Stated goal -
Could you repeat the rows word for word, from the very first line through the line holding "Please mark the region of the pale sky.", with that line included?

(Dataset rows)
************

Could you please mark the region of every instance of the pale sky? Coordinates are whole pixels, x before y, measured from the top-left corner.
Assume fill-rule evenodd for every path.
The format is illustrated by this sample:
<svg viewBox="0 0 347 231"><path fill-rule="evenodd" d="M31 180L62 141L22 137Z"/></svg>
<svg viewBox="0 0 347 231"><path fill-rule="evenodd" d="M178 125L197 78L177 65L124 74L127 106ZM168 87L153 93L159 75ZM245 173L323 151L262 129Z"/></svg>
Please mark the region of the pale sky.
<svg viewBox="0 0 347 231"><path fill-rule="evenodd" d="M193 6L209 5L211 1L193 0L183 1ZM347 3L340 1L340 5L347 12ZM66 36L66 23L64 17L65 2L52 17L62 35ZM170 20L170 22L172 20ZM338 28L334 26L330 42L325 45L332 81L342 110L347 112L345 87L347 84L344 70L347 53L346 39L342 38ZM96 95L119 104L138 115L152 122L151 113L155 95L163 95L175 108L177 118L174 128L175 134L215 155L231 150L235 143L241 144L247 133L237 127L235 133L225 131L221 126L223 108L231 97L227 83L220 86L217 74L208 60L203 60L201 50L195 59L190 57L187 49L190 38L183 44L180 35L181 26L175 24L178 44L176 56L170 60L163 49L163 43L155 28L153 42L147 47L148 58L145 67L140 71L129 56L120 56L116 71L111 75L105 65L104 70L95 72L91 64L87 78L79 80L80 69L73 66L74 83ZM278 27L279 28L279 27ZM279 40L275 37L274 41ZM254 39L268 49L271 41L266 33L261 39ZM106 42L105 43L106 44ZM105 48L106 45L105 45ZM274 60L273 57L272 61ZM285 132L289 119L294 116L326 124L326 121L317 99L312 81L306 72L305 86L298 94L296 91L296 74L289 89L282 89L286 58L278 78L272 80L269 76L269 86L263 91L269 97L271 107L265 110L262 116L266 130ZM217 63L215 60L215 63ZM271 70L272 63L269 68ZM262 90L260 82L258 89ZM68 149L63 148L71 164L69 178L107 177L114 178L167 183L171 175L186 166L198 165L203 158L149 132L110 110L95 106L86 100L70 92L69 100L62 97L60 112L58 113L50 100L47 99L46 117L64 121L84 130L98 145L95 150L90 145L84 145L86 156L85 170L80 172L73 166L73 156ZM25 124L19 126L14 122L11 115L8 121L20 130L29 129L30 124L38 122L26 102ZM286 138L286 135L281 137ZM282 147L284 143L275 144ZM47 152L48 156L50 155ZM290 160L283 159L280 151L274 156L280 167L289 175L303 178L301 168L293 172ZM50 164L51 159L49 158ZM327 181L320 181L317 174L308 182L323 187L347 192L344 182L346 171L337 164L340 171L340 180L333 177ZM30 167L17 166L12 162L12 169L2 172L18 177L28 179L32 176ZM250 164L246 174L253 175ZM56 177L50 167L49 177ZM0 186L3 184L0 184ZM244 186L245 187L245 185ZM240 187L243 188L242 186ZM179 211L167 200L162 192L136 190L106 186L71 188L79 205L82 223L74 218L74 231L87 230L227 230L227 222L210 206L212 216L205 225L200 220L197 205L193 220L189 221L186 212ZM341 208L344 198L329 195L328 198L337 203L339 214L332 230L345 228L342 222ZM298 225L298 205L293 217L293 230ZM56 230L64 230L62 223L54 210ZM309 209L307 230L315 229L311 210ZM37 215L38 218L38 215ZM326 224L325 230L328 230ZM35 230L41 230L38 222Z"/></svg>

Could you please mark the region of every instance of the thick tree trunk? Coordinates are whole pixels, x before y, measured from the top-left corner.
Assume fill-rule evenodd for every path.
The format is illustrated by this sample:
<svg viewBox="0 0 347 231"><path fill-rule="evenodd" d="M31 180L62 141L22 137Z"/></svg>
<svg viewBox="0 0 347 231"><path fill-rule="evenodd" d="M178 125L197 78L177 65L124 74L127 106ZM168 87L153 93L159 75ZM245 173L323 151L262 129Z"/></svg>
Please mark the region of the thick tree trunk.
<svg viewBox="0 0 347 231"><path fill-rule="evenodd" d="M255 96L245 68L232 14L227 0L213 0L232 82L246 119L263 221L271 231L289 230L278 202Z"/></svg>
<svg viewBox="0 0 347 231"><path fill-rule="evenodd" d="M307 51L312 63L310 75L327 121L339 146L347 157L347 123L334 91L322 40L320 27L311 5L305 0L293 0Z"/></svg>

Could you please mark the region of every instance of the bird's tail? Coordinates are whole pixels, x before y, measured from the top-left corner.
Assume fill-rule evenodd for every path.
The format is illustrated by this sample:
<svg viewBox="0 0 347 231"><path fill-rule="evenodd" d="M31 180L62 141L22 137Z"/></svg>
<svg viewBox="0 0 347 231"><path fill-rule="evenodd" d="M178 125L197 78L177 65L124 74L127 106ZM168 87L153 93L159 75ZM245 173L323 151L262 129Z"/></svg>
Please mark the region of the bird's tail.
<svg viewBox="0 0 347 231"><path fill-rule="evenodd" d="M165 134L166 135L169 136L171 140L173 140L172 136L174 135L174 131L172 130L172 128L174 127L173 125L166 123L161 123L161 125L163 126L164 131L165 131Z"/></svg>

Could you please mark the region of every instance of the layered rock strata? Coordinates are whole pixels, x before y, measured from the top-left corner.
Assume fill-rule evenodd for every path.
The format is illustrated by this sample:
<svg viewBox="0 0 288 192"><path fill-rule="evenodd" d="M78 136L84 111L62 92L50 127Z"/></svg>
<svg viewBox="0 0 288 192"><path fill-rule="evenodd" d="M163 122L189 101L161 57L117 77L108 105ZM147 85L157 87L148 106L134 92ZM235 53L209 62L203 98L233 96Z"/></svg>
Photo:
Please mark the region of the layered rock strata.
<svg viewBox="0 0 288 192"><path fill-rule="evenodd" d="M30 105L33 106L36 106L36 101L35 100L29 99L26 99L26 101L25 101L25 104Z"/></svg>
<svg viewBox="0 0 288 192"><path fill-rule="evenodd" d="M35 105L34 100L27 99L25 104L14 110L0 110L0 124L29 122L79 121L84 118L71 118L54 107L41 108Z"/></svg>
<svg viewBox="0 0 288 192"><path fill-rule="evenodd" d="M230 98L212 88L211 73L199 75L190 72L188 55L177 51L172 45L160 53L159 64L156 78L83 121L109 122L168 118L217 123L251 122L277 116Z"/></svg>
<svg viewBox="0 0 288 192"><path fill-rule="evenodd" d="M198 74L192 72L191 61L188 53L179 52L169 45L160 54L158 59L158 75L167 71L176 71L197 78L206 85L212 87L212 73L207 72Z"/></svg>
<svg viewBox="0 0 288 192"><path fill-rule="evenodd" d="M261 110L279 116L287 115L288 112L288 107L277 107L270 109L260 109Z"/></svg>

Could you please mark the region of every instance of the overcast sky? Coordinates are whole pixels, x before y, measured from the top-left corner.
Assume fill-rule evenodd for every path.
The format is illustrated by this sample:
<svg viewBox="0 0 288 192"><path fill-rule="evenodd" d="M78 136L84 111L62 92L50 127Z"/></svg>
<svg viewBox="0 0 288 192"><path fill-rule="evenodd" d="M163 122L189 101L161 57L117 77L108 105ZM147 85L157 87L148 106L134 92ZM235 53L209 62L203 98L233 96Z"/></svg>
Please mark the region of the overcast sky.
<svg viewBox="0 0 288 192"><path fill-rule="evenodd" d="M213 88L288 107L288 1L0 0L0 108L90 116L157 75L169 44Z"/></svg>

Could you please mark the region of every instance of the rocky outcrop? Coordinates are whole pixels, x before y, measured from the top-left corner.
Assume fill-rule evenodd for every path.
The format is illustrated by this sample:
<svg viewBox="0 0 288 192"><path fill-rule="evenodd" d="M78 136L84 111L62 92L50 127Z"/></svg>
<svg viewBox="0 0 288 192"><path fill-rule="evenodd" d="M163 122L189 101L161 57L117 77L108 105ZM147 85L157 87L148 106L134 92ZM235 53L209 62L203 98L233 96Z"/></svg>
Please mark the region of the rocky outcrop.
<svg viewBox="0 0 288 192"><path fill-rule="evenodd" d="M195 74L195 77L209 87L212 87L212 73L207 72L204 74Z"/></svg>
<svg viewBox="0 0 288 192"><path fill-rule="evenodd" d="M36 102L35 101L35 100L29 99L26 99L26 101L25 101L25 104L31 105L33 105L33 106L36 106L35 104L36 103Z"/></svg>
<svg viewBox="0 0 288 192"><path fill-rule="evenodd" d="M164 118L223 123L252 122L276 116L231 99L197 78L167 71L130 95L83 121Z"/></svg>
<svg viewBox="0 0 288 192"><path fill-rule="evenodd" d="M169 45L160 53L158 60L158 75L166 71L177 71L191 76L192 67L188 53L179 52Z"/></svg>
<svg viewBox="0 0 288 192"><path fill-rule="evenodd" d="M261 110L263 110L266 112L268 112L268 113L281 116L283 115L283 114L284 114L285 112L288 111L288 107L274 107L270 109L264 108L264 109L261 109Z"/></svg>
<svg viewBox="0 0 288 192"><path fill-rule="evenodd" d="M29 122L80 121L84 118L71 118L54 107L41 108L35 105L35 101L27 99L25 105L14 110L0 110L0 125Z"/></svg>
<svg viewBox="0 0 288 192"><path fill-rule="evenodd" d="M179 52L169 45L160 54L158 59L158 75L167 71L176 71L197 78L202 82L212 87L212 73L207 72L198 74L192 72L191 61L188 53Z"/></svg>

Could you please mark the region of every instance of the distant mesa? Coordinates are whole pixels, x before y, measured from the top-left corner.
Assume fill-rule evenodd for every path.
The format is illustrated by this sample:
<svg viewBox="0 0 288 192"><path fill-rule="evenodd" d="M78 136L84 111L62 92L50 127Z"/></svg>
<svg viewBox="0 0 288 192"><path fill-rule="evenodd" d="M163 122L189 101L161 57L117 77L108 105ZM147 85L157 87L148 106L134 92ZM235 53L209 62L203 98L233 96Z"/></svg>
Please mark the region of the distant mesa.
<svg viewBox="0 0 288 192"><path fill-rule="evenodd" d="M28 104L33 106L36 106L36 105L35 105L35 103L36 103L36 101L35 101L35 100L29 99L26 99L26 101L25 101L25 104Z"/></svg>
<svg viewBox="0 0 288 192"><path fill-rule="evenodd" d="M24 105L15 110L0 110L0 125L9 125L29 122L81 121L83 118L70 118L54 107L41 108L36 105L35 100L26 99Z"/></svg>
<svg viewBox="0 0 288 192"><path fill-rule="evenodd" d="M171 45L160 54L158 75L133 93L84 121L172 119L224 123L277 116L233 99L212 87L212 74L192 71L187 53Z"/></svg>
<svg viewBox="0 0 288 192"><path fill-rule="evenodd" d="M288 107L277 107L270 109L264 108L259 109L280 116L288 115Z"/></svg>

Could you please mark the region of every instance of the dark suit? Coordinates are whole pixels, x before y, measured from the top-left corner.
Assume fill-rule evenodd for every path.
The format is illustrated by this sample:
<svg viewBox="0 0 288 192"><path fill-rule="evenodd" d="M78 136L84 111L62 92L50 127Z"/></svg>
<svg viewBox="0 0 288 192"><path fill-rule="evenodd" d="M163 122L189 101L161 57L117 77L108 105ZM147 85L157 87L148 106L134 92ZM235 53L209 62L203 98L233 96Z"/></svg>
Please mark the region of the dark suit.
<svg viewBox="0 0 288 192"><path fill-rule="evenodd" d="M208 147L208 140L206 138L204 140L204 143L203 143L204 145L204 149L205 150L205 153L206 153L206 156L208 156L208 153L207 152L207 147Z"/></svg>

************

The result -
Could you please mark the region of every instance of the pale sky? Coordinates are whole pixels, x before y, measured from the top-left corner.
Assume fill-rule evenodd for every path.
The format is illustrated by this sample:
<svg viewBox="0 0 347 231"><path fill-rule="evenodd" d="M31 180L62 141L22 137Z"/></svg>
<svg viewBox="0 0 347 231"><path fill-rule="evenodd" d="M178 125L197 78L177 65L124 74L127 106ZM168 87L153 93L159 75ZM245 173L323 151L262 129Z"/></svg>
Please mark the region of the pale sky.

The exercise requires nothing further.